═════ Data to process

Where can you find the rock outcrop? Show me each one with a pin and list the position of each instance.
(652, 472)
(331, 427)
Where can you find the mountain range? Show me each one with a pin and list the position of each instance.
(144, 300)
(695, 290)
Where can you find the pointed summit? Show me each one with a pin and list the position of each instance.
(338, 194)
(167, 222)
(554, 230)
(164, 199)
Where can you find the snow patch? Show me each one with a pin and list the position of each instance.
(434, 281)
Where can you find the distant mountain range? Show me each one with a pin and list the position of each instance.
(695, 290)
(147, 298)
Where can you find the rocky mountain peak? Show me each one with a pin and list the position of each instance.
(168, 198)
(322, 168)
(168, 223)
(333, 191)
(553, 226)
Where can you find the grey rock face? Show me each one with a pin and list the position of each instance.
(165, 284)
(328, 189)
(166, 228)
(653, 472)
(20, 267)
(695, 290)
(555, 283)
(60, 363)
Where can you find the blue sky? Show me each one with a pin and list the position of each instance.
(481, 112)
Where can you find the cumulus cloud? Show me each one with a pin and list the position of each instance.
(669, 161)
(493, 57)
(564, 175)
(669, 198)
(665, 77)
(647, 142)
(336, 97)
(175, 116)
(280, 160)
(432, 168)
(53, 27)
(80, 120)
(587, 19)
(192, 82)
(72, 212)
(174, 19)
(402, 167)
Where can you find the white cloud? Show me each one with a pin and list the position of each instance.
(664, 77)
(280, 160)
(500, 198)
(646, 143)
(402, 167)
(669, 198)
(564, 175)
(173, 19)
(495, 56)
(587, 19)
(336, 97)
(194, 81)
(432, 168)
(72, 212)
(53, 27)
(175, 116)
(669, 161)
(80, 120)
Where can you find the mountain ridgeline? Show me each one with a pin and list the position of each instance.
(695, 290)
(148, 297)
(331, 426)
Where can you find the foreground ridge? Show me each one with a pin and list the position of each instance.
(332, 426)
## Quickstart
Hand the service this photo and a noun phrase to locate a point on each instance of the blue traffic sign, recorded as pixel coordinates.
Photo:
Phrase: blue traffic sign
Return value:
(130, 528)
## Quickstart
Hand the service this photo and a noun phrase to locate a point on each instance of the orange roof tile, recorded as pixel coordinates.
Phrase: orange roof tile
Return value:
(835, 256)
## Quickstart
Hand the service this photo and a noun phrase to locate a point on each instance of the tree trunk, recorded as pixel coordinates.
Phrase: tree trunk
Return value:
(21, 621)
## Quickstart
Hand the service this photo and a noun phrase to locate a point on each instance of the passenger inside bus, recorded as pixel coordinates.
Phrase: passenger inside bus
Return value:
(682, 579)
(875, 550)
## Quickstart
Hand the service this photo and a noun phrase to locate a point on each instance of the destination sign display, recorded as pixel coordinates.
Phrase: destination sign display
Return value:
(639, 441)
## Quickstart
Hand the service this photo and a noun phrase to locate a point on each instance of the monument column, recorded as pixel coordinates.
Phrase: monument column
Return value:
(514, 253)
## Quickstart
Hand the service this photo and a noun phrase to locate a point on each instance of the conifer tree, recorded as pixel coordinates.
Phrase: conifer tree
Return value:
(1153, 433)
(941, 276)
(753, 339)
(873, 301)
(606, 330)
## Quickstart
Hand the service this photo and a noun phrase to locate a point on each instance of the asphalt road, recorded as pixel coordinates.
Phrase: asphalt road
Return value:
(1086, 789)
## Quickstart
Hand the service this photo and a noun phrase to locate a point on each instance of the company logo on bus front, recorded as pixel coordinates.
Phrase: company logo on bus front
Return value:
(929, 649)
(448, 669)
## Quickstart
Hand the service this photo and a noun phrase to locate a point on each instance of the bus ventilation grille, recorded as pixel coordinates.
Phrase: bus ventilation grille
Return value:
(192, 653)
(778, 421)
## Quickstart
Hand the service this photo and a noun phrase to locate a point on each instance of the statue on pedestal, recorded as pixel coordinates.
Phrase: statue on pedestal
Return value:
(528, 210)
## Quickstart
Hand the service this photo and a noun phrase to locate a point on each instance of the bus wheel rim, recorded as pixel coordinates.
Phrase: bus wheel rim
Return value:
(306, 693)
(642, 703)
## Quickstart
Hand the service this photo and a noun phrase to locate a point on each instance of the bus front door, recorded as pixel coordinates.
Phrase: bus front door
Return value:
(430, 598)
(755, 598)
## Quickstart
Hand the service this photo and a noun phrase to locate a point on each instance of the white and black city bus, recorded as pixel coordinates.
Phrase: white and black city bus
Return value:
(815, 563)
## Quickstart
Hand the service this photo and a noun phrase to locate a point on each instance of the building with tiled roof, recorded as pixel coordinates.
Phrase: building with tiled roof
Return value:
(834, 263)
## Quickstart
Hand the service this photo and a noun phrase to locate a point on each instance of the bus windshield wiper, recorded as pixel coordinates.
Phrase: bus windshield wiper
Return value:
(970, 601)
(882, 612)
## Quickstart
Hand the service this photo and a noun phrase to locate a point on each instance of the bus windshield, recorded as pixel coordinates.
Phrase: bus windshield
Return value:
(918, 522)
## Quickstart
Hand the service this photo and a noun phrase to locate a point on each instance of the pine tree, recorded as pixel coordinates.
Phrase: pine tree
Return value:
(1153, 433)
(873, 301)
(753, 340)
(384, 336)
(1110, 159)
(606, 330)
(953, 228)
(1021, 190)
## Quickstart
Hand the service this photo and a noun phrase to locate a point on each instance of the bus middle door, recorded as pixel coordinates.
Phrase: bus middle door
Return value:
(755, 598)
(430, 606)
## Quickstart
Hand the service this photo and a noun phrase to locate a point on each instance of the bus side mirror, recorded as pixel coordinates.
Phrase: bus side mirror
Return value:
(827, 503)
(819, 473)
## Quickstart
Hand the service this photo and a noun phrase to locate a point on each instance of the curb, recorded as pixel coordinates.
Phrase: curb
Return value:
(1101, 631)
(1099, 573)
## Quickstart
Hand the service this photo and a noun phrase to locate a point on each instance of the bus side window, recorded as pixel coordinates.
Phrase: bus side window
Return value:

══════════

# What the exercise asks
Type out the full listing again, exactly as given.

# Task output
Where can you find the rock outcrop? Show me each one with a pin and list the position of each instance.
(652, 472)
(331, 427)
Where can you find the mountain range? Show me each one with a pin and list the position of each instance.
(144, 300)
(695, 290)
Where can you find the pointed summit? Show me each one with a pin and list the position of each instance.
(338, 194)
(167, 222)
(554, 230)
(164, 199)
Where can you find the snow patch? Show me each one with a pin and list the position of each instance.
(434, 281)
Where can you find the distant mountain range? Show me each one with a pin and list the position of each instance.
(695, 290)
(147, 298)
Where can you find the rocky mountain peak? Show me each one with a pin and list the position of each instance.
(168, 198)
(322, 168)
(168, 223)
(333, 191)
(553, 226)
Where can you find the grey rock face? Show me each one with a pin and list the position of each instance.
(165, 284)
(328, 189)
(166, 228)
(653, 472)
(20, 267)
(695, 290)
(555, 283)
(60, 363)
Where can you find the blue sky? Show me each one with a pin and list the position of each instance.
(481, 112)
Where can you find the cumulus cloud? Show me each one with a pin and list the position of each instance.
(669, 161)
(493, 57)
(564, 175)
(669, 198)
(665, 77)
(647, 142)
(336, 97)
(175, 116)
(280, 160)
(432, 168)
(53, 27)
(80, 120)
(587, 19)
(192, 82)
(72, 212)
(174, 19)
(402, 167)
Where can you find the white cloud? Show me each one with a pin and list the position of each instance.
(664, 77)
(280, 160)
(500, 198)
(646, 143)
(402, 167)
(669, 198)
(564, 175)
(173, 19)
(495, 56)
(587, 19)
(336, 97)
(194, 81)
(432, 168)
(72, 212)
(53, 27)
(175, 116)
(669, 161)
(80, 120)
Where can you find the mountain ridgeline? Show me each one with a pin and list the position of each instance.
(695, 290)
(148, 297)
(331, 426)
Where can you find the foreground ridge? Show me each one with a pin and list the position of each instance.
(332, 426)
## Quickstart
Hand the service this photo and a noun phrase to locate a point on each instance of the blue traffic sign, recorded as pixel coordinates.
Photo:
Phrase: blue traffic sign
Return value:
(130, 528)
## Quickstart
Hand the service this photo and a noun phrase to locate a point on each instance of the orange roof tile, recorded as pixel coordinates.
Phrase: orange roof tile
Return value:
(835, 256)
## Quickstart
Hand the service this photo and a noun phrase to locate a point on each instance of the tree trunk, recorded as pixel coordinates.
Phrase: tree trunk
Return value:
(21, 621)
## Quickstart
Hand the service this photo and a noun phrase to locate a point on each instance of the passenger inside bus, recorded as pixel coordinates.
Phrase: passenger inside bus
Return value:
(682, 579)
(875, 550)
## Quickstart
Hand the service this photo and a noun phrase to locate a point on each instance of the destination sign display, recorded as pixel coordinates.
Phrase: destination sign display
Return value:
(639, 441)
## Quickstart
Hand the service this photo and a noun phrase to locate a point on each instance of the monument column, recorded as pixel coordinates.
Phrase: monument column
Return value:
(514, 253)
## Quickstart
Hand the service this photo and a noun phrase to locate a point on each instance of the conifer tree, recorded as pixel coordinates.
Phrase: conifer tree
Return value:
(1153, 433)
(941, 276)
(753, 339)
(873, 301)
(606, 330)
## Quickstart
Hand the service this photo and a noun phrase to locate a point on each instance of the asphalt road, recorded as pixel coordinates.
Phrase: asphalt road
Return value:
(1086, 789)
## Quickstart
Hand the service this photo and a noun phrase to locate a point on each instance of the company logo on bus front, recorded as pixel coordinates.
Phrase: company logo on bus front
Return value:
(929, 649)
(448, 669)
## Quickstart
Hand the service this photo and a noun phrase to locate a point on each instance of the bus ventilation grille, recorded as pixel coordinates.
Phrase: bus ventilation grille
Return value:
(192, 653)
(778, 421)
## Quickstart
Hand the service this photo and a noun phrase to locate a point on each instance of the statue on pedestal, recorded as pixel coordinates.
Phrase: statue on pedestal
Return value:
(528, 210)
## Quickstart
Hand the service this photo and a noun phrase to locate a point on each instance of the bus wheel rim, recorded as pixel coordinates.
Phrase: bus wheel rim
Return value:
(306, 693)
(642, 703)
## Quickstart
Hand the service this photo and a noun phrase to locate a point on each instance of the bus front door, recorded as pixel coordinates.
Phrase: bus front door
Return value:
(430, 598)
(755, 598)
## Quickstart
Hand the service this photo and a noun phrase to locate a point on each instance of the white and black city bus, recorded as pixel coordinates.
Phrase: white and black city bus
Return value:
(815, 563)
## Quickstart
Hand the service this photo and a noun phrase to locate a point on each instance of the building with tiled roof, recorded as pixel coordinates.
Phrase: building with tiled roof
Return value:
(834, 263)
## Quickstart
Hand the service this photo and a noun phrase to locate a point on each instance of the bus windshield wiper, recorded as pixel coordinates.
Phrase: bus windshield wiper
Return value:
(970, 601)
(882, 612)
## Quickstart
Hand the service this photo and a noun phrase to locate a point on each instance of the bus windshield, recorded as pixel coordinates.
Phrase: bus windshield
Return value:
(918, 522)
## Quickstart
Hand the service this photo and a noun phrase to locate a point on each instance of the pine tree, recorded as pixel coordinates.
Phrase: pine tree
Return value:
(1153, 433)
(873, 301)
(753, 340)
(384, 336)
(1110, 159)
(606, 330)
(953, 228)
(1021, 190)
## Quickstart
Hand the service this photo and a noun phrase to locate a point on each instance of the bus middle door, recorded as pixel coordinates.
Phrase: bus middle door
Return value:
(755, 598)
(430, 606)
## Quickstart
Hand the service this photo and a noun phrase to locate a point on each instance of the bus side mirror, recorded as pixel coordinates.
Phrase: bus side mirror
Return value:
(827, 503)
(819, 473)
## Quickstart
Hand the service this photo and a noun phrase to locate a point on each instance of the curb, recorded as pixel coordinates.
Phrase: curb
Return value:
(1101, 631)
(1099, 573)
## Quickstart
Hand the service this photo and a noun phrase to locate a point on each instance of the bus side window, recorded as pixel coordinates.
Phrase: bus side window
Return value:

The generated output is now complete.